*Task goal*. Would you copy out the whole listing exactly as given?

*Entries supplied*.
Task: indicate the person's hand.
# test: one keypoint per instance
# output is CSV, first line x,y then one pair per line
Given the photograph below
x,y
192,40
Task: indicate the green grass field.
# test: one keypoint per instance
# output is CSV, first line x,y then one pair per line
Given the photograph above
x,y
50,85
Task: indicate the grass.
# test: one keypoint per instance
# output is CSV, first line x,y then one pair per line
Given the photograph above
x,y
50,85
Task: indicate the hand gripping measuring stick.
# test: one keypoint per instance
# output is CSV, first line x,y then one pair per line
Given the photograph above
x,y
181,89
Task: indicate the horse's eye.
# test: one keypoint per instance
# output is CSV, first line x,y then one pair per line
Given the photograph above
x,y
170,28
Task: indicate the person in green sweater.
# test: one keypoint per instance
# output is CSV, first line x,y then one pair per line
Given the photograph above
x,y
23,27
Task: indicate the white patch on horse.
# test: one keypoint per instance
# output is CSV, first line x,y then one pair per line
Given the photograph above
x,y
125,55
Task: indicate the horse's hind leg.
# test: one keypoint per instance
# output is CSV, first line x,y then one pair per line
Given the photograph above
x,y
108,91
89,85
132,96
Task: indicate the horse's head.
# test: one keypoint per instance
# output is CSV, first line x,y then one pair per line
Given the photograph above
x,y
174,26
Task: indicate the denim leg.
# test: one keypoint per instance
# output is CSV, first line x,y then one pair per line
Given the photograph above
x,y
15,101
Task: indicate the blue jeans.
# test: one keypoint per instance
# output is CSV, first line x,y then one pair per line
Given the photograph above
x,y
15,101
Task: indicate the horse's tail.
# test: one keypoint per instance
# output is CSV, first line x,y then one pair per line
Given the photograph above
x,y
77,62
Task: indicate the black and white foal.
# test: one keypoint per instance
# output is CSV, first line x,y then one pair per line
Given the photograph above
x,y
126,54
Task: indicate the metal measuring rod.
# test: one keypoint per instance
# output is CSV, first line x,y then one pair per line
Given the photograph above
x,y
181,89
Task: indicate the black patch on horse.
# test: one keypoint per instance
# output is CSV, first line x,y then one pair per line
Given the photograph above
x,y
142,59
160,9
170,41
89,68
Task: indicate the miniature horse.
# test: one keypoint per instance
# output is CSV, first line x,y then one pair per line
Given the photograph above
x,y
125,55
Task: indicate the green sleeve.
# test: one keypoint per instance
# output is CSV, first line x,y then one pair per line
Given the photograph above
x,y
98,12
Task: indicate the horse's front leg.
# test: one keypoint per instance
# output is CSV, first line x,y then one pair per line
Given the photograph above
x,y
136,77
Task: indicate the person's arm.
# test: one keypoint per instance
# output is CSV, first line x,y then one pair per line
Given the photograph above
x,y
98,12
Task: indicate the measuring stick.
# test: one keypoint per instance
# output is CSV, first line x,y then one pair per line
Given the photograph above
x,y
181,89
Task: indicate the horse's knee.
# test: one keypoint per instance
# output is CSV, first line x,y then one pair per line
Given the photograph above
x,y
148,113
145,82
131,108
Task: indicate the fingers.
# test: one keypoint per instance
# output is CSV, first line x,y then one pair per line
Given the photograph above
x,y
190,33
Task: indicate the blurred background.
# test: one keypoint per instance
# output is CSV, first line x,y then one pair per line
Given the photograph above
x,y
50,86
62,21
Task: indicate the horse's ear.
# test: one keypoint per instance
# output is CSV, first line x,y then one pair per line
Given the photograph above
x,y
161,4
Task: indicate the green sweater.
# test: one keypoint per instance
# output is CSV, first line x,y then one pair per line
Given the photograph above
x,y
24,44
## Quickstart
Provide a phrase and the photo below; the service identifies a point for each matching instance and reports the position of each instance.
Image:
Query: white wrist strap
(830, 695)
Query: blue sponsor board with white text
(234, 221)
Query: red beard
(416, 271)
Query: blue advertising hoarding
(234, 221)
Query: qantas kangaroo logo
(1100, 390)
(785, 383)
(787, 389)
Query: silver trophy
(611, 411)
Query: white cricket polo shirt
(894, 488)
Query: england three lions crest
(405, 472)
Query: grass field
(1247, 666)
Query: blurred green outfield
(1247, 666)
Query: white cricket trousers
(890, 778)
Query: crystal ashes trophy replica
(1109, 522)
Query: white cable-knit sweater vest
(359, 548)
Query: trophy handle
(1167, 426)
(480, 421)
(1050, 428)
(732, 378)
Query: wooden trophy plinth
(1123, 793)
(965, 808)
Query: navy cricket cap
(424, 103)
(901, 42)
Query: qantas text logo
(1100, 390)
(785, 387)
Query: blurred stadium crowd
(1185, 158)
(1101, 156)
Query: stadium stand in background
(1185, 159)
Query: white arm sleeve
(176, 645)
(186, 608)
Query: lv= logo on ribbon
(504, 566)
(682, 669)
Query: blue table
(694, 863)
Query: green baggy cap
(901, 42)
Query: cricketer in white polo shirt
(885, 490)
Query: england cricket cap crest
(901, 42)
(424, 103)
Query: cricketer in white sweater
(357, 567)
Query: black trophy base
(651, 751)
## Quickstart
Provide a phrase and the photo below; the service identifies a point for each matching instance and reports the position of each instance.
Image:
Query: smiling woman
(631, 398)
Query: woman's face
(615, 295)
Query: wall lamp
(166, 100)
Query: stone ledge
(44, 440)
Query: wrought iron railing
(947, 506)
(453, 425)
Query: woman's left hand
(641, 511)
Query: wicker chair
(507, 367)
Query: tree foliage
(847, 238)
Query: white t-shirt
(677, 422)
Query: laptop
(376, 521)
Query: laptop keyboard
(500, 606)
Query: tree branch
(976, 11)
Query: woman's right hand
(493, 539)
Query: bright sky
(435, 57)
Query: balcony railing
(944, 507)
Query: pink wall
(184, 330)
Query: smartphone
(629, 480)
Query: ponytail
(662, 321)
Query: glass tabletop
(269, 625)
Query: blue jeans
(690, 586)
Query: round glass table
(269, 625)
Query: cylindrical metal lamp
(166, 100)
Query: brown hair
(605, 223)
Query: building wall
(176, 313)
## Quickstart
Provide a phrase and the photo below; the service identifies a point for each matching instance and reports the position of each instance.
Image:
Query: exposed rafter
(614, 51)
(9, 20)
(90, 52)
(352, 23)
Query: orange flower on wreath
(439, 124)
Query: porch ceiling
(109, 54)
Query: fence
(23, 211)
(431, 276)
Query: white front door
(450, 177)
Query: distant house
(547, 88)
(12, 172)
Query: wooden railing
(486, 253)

*Solved problem*.
Task: indicate the person's hand.
# test: one keypoint per instance
# output is CSV, first line x,y then one pair per line
Given the photograph below
x,y
192,40
Task: indicate the green grass field.
# test: one keypoint per instance
# output is CSV, first line x,y then one pair per line
Given the photograph above
x,y
50,85
Task: indicate the grass.
# test: one keypoint per instance
# output is CSV, first line x,y then one pair per line
Given the photograph above
x,y
50,85
Task: indicate the hand gripping measuring stick.
# test: one keypoint per instance
# output is CSV, first line x,y then one pair per line
Given the photograph above
x,y
181,89
Task: indicate the horse's eye.
# test: one keypoint per instance
# output is CSV, first line x,y then one pair per line
Given the photograph above
x,y
170,28
Task: indicate the person in green sweater.
# test: one keypoint per instance
# output is CSV, first line x,y then one pair per line
Given the photograph above
x,y
23,27
Task: indicate the white patch on horse.
# test: one keypoint per instance
# output is CSV, first line x,y then one pair per line
Given the photograph above
x,y
125,55
Task: indicate the horse's hind leg.
# test: one keypoint per instance
# output is CSV, first line x,y then one pair per line
Given the photograph above
x,y
108,91
89,85
132,96
Task: indicate the horse's head.
# test: one keypoint per instance
# output is CSV, first line x,y then one pair per line
Given the photograph above
x,y
174,26
Task: indicate the denim leg.
# test: one keypoint per instance
# output is CSV, first line x,y then one pair per line
Given the photograph above
x,y
15,101
Task: indicate the blue jeans.
# test: one keypoint per instance
# output is CSV, first line x,y then one pair per line
Given the photograph above
x,y
15,101
Task: indicate the horse's tail.
# test: one keypoint per instance
# output is CSV, first line x,y then one pair per line
Given the photograph above
x,y
77,62
Task: indicate the black and white foal.
# test: one keypoint per instance
# output is CSV, first line x,y then one pair per line
Given the photograph above
x,y
126,54
Task: indicate the metal measuring rod.
# test: one keypoint per instance
# output is CSV, first line x,y then one pair per line
Given the photograph above
x,y
181,89
Task: indicate the black patch on horse.
# test: one keypoint per instance
# output is CSV, first line x,y then one pair per line
Given the photograph above
x,y
142,59
160,9
170,41
89,68
Task: indicate the miniature horse.
# test: one keypoint per instance
# output is CSV, first line x,y then one pair per line
Given the photograph above
x,y
125,55
Task: indicate the green sleeve.
# test: one keypoint per instance
# output is CSV, first line x,y then one pair per line
Given the photograph above
x,y
98,12
Task: indicate the horse's front leg.
# test: one keypoint per instance
# output is CSV, first line x,y then one pair per line
Given the photograph above
x,y
136,77
Task: indicate the person's arm.
# test: one keypoint per instance
# output is CSV, first line x,y then one pair per line
Given the photograph above
x,y
98,12
Task: indicate the measuring stick.
# test: one keypoint per instance
# output is CSV, first line x,y then one pair per line
Given the photograph above
x,y
181,89
Task: indicate the horse's knee.
# test: one keypoint per instance
# output is CSV, first line x,y then one pair per line
Given the photograph above
x,y
148,113
145,82
131,108
Task: indicate the fingers.
# test: one keypoint per instance
# output is CSV, first line x,y then one pair per line
Given the photograph above
x,y
190,33
Task: indicate the blurred background.
# test: one keypoint per instance
# output is CSV, first line x,y then one pair per line
Given the photograph above
x,y
50,86
62,21
Task: indicate the horse's ear.
# test: one keypoint per instance
# output is CSV, first line x,y then one pair per line
Given the photograph above
x,y
161,4
Task: indicate the green sweater.
# test: one keypoint per instance
# output is CSV, first line x,y then one pair per line
Given the photograph above
x,y
24,44
## Quickstart
Provide a phrase and the photo below; the service identifies a point for each matching instance and reports the position of each instance.
Image:
Query: white wrist strap
(830, 695)
Query: blue sponsor board with white text
(234, 221)
Query: red beard
(416, 271)
Query: blue advertising hoarding
(234, 221)
Query: qantas kangaroo logo
(1100, 390)
(785, 383)
(787, 389)
Query: silver trophy
(611, 411)
Query: white cricket polo shirt
(894, 488)
Query: england three lions crest
(405, 472)
Query: grass field
(1247, 666)
Query: blurred green outfield
(1247, 666)
Query: white cricket trousers
(890, 778)
Query: crystal ashes trophy replica
(1109, 522)
Query: white cable-knit sweater vest
(359, 548)
Query: trophy handle
(1167, 426)
(480, 421)
(1050, 428)
(732, 378)
Query: wooden trophy plinth
(1123, 793)
(965, 808)
Query: navy cricket cap
(424, 103)
(901, 42)
Query: qantas text logo
(1100, 390)
(785, 387)
Query: blurred stadium crowd
(1185, 158)
(1101, 156)
Query: stadium stand in background
(1185, 159)
Query: white arm sleeve
(176, 645)
(186, 608)
Query: lv= logo on ribbon
(504, 566)
(682, 669)
Query: blue table
(694, 863)
Query: green baggy cap
(901, 42)
Query: cricketer in white polo shirt
(885, 490)
Query: england cricket cap crest
(901, 42)
(424, 103)
Query: cricketer in white sweater
(357, 567)
Query: black trophy base
(651, 751)
## Quickstart
Provide a phrase and the photo below; the service identifies a point for each matching instance and reports the position of each instance.
Image:
Query: smiling woman
(631, 398)
Query: woman's face
(615, 295)
Query: wall lamp
(166, 100)
Query: stone ledge
(44, 440)
Query: wrought iron railing
(947, 506)
(453, 425)
Query: woman's left hand
(641, 511)
Query: wicker chair
(507, 367)
Query: tree foliage
(847, 238)
Query: white t-shirt
(677, 422)
Query: laptop
(376, 521)
Query: laptop keyboard
(500, 606)
Query: tree branch
(976, 11)
Query: woman's right hand
(493, 539)
Query: bright sky
(435, 57)
Query: balcony railing
(944, 507)
Query: pink wall
(184, 330)
Query: smartphone
(629, 480)
Query: ponytail
(662, 321)
Query: glass tabletop
(269, 625)
Query: blue jeans
(690, 586)
Query: round glass table
(269, 625)
Query: cylindrical metal lamp
(166, 100)
Query: brown hair
(605, 223)
Query: building wall
(176, 313)
## Quickstart
Provide a phrase and the photo below; the service identifies a point for each matching instance and reports the position of each instance.
Image:
Query: exposed rafter
(614, 51)
(9, 20)
(90, 52)
(352, 23)
Query: orange flower on wreath
(439, 124)
Query: porch ceiling
(109, 54)
Query: fence
(23, 211)
(431, 276)
Query: white front door
(450, 177)
Query: distant house
(547, 88)
(12, 172)
Query: wooden railing
(486, 253)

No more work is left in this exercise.